:: The task ::
The answer is every record that follows, printed exactly.
───── Information supplied
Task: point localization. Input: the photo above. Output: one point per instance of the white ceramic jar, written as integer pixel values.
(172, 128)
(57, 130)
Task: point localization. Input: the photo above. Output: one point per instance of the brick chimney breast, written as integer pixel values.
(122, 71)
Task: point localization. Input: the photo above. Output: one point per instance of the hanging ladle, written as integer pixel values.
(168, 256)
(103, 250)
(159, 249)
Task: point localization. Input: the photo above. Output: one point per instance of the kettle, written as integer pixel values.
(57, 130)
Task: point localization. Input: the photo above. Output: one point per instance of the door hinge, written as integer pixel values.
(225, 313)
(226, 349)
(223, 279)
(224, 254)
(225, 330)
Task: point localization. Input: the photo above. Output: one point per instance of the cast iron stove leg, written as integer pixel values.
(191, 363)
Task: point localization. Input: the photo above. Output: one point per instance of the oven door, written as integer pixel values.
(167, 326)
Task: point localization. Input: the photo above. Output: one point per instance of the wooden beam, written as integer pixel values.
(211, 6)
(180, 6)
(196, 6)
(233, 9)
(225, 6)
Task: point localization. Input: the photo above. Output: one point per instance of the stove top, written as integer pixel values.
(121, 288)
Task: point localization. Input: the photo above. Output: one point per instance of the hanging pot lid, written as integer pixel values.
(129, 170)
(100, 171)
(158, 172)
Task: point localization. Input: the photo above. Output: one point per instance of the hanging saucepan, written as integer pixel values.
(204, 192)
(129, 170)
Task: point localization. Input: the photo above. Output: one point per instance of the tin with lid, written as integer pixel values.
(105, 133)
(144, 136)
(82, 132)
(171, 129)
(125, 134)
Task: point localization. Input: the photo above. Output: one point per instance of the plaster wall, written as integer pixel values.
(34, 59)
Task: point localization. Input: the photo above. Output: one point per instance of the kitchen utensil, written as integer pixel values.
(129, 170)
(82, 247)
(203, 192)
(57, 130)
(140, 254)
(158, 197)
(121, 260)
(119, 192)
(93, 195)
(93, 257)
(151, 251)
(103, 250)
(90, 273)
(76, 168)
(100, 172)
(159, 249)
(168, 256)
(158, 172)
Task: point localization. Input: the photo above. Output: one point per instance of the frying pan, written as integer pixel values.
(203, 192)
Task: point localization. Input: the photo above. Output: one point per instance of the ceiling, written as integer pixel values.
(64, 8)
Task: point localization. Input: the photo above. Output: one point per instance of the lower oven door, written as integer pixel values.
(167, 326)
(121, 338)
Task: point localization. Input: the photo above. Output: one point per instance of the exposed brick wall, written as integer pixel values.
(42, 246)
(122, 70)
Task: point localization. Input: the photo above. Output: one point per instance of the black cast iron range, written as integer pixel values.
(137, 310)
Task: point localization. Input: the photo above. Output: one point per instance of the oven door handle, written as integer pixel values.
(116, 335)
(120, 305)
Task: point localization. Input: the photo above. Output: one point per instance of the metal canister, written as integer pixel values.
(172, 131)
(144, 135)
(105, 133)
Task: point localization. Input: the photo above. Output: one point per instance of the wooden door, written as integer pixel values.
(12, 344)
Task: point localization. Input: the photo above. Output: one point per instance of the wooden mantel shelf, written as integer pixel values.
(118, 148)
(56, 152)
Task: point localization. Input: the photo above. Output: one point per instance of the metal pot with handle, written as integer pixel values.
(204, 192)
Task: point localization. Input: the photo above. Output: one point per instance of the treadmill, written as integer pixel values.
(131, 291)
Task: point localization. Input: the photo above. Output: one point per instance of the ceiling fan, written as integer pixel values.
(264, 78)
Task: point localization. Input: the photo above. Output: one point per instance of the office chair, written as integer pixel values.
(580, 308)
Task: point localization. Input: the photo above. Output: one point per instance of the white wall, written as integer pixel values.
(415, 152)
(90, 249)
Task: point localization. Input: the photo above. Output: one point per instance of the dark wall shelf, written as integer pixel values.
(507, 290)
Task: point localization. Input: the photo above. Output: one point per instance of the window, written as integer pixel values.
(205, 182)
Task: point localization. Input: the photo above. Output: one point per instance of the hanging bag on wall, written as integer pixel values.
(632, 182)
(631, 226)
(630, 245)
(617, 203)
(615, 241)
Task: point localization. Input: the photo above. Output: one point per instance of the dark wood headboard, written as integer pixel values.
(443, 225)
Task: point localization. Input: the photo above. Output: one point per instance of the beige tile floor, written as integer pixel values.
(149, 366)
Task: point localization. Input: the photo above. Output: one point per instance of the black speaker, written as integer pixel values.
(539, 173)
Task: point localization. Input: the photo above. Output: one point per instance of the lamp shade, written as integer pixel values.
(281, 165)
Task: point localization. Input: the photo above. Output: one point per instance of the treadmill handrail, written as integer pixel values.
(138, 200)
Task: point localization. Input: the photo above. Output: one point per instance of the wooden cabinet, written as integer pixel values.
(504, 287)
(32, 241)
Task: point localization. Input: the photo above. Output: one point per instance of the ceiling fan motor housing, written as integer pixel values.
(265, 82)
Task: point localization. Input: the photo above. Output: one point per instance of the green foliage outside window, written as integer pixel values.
──────────
:: Exercise solution ::
Task: point localization. Input: the photo above. Output: one point per instance of the white ceramic jar, written as integer pixel values.
(172, 128)
(57, 130)
Task: point localization. Input: the photo above. Output: one point per instance of the brick chimney breast, written as integer pixel values.
(122, 71)
Task: point localization. Input: the photo above. Output: one point per instance of the hanging ladle, written as integer pixel values.
(168, 256)
(103, 250)
(159, 249)
Task: point localization. Input: the photo above. Output: one point per instance of the kettle, written as integer pixel values.
(57, 130)
Task: point localization. Input: the photo above. Output: one point per instance of the door hinge, written as integer pixel values.
(225, 313)
(226, 349)
(223, 279)
(224, 254)
(225, 330)
Task: point localization. Input: the photo above. Output: one point per instance of the cast iron stove leg, written as integer pixel values.
(191, 363)
Task: point localization. Input: the photo above. Output: one point per instance of the oven door, written as integer pixel values.
(167, 326)
Task: point localization. Input: the photo above. Output: one point per instance of the wooden beam, written as integer pixel values.
(211, 6)
(180, 6)
(196, 6)
(233, 9)
(225, 6)
Task: point localization. Input: the photo above. Output: one point per instance of the stove top, written as integer pixel values.
(121, 288)
Task: point localization. Input: the photo above. Output: one point per instance of the hanging pot lid, written as integer pixel values.
(129, 170)
(100, 171)
(158, 172)
Task: point localization. Input: the photo above. Output: one point per instance of the hanging saucepan, written as integer pixel values.
(204, 192)
(129, 170)
Task: point localization. Input: the photo above. Output: one point per instance of the tin with lid, written as integer pixel values.
(105, 133)
(144, 136)
(82, 132)
(171, 129)
(125, 134)
Task: point localization. Input: the photo above. Output: one point per instance of the plaster wall, written as integer pixel values.
(34, 59)
Task: point localization. Input: the photo above. Output: one point per instance of the kitchen utensil, written as integer pixel values.
(129, 170)
(82, 247)
(203, 192)
(57, 130)
(140, 254)
(158, 197)
(121, 260)
(119, 192)
(93, 195)
(93, 257)
(151, 251)
(103, 250)
(90, 273)
(76, 168)
(100, 172)
(159, 249)
(168, 256)
(158, 172)
Task: point localization. Input: the photo above. Output: one point per instance of the frying pan, written as integer pixel values.
(203, 192)
Task: point localization. Input: the photo above. Output: one point per instance of the ceiling, written as integer pixel values.
(64, 8)
Task: point localization. Input: the photo above. Output: one point per instance of the lower oven door, written as integer pixel values.
(167, 326)
(121, 338)
Task: point localization. Input: the photo above. Output: one point per instance of the exposed brick wall, written as integer pixel values.
(42, 246)
(122, 70)
Task: point localization. Input: the photo above. Output: one point per instance of the black cast iron range, written as integer pixel values.
(137, 310)
Task: point localization. Input: the photo above. Output: one point per instance of the oven door handle, written as integer pixel values.
(116, 335)
(120, 305)
Task: point localization. Input: the photo above. Output: one point per instance of the metal canister, written as integer pixel values.
(172, 131)
(144, 135)
(105, 133)
Task: point localization. Input: the photo above. Output: one point per instance of the wooden door, written as integer pixel values.
(12, 344)
Task: point localization. Input: the photo above. Output: one point per instance of the wooden mantel shelf, written as integer pixel values.
(118, 148)
(56, 152)
Task: point localization. Input: the photo above. Output: one point per instance of the metal pot with handle, written as integer pixel values.
(204, 192)
Task: point localization. Input: the photo above. Output: one point per instance of the treadmill, written as integer pixel values.
(131, 291)
Task: point localization. Input: the photo above. Output: one point per instance of the ceiling fan, written as integer pixel values.
(264, 78)
Task: point localization. Input: the photo above. Output: one point per instance of the office chair, written as integer pixel values.
(580, 308)
Task: point localization. Input: the photo above. Output: one point per instance of the white wall, written as integer pixel values.
(415, 152)
(90, 249)
Task: point localization. Input: the photo above. Output: one point per instance of the dark wall shelf, written as integer pixel values.
(507, 290)
Task: point localization. Input: the photo above. Output: one point per instance of the window, written as integer pixel values.
(205, 182)
Task: point localization. Input: the photo above. Output: one point per instance of the hanging bag on wall, written as integer pixel values.
(632, 182)
(631, 226)
(630, 245)
(617, 203)
(615, 241)
Task: point localization. Input: the photo above. Output: one point per instance of the dark wood headboard, written as integer pixel values.
(443, 225)
Task: point localization. Input: the photo above. Output: one point per instance of the beige tile floor, written as integer pixel values.
(149, 366)
Task: point localization. Input: the photo above. Output: one point per instance of the black speaker, written as integer pixel values.
(539, 173)
Task: point localization. Input: the photo above. Output: one point per instance of the lamp shade, written as integer pixel values.
(281, 165)
Task: point localization. Input: the photo above. Output: one point per instance of the treadmill handrail, written as integer pixel values.
(138, 200)
Task: point localization. Input: the photo above. Output: one point per instance of the wooden cabinet, written as integer pixel values.
(504, 287)
(32, 241)
Task: point localization. Input: the photo above. Output: one point per instance of the ceiling fan motor housing, written as integer pixel values.
(265, 82)
Task: point localization. Input: the photo above. Output: one point per instance of the green foliage outside window, written as integer pixel values.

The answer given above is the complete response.